_Your goal_: Reproduce, word for word, the lines of the records from the line containing "Look at the photo above. For each instance of the small" through the end of the records, both ends included.

=-=-=-=-=

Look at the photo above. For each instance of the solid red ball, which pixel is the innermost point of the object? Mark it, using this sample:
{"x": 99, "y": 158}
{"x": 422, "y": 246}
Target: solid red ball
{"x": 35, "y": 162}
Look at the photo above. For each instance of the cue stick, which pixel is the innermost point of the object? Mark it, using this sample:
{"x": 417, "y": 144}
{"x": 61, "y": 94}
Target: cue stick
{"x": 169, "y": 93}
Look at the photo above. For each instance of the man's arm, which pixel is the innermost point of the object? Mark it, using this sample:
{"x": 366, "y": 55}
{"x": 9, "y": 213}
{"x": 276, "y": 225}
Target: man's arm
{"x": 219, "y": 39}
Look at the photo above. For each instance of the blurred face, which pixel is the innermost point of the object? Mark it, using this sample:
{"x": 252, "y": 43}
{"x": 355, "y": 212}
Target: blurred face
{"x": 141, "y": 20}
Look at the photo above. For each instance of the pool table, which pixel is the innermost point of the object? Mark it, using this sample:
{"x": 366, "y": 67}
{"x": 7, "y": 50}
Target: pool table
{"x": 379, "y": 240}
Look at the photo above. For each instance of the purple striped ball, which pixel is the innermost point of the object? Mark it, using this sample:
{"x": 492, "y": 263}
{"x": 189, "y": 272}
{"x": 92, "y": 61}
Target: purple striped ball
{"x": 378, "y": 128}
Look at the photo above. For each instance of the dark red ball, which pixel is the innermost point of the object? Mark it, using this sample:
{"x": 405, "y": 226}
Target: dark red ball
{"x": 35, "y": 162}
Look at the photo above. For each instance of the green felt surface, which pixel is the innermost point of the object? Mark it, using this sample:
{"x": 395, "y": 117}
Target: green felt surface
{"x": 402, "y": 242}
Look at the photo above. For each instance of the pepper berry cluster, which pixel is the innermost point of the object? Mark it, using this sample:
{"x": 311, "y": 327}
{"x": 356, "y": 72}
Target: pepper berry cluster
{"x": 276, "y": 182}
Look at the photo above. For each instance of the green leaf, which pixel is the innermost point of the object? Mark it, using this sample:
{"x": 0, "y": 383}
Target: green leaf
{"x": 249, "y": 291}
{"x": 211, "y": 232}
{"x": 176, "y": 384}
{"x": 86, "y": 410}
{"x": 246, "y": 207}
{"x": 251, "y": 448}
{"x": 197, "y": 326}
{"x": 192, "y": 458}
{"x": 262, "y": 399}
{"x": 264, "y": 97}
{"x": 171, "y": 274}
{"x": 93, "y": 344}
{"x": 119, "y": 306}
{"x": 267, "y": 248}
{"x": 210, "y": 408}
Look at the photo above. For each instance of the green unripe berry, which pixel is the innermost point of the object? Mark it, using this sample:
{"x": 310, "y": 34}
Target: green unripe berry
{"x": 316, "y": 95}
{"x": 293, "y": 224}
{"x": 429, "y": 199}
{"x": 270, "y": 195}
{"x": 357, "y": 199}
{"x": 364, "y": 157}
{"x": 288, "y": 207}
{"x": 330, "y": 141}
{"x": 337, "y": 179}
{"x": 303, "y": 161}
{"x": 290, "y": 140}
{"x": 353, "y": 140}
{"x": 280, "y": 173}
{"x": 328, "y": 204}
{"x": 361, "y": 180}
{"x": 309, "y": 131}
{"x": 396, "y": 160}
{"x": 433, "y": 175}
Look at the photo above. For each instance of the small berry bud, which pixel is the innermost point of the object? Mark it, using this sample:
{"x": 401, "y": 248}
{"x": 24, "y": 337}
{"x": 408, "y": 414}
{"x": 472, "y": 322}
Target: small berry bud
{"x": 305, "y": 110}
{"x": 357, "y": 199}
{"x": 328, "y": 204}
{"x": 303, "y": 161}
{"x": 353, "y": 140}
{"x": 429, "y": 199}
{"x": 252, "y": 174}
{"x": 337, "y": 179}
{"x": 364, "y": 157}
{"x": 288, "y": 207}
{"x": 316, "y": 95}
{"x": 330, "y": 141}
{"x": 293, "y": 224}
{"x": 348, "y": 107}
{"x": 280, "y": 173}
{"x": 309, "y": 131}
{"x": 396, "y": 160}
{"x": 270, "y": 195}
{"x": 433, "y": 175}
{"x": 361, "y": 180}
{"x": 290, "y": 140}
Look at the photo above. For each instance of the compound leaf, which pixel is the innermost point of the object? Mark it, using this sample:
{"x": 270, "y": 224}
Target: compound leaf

=-=-=-=-=

_Response_:
Look at the photo above. For each instance of the small berry bud, which pixel is the innermost point of the object? Mark it, using this sample:
{"x": 401, "y": 248}
{"x": 24, "y": 337}
{"x": 408, "y": 414}
{"x": 472, "y": 322}
Target: small berry bud
{"x": 305, "y": 110}
{"x": 357, "y": 199}
{"x": 328, "y": 204}
{"x": 303, "y": 161}
{"x": 353, "y": 140}
{"x": 429, "y": 199}
{"x": 252, "y": 174}
{"x": 337, "y": 179}
{"x": 364, "y": 157}
{"x": 288, "y": 207}
{"x": 316, "y": 95}
{"x": 330, "y": 141}
{"x": 293, "y": 224}
{"x": 348, "y": 107}
{"x": 280, "y": 173}
{"x": 309, "y": 131}
{"x": 396, "y": 160}
{"x": 270, "y": 195}
{"x": 433, "y": 175}
{"x": 361, "y": 180}
{"x": 290, "y": 140}
Look at the photo above. For each instance of the compound leaf, which pixel is the innermost point of the object? Mark it, using this sample:
{"x": 270, "y": 224}
Target: compound leaf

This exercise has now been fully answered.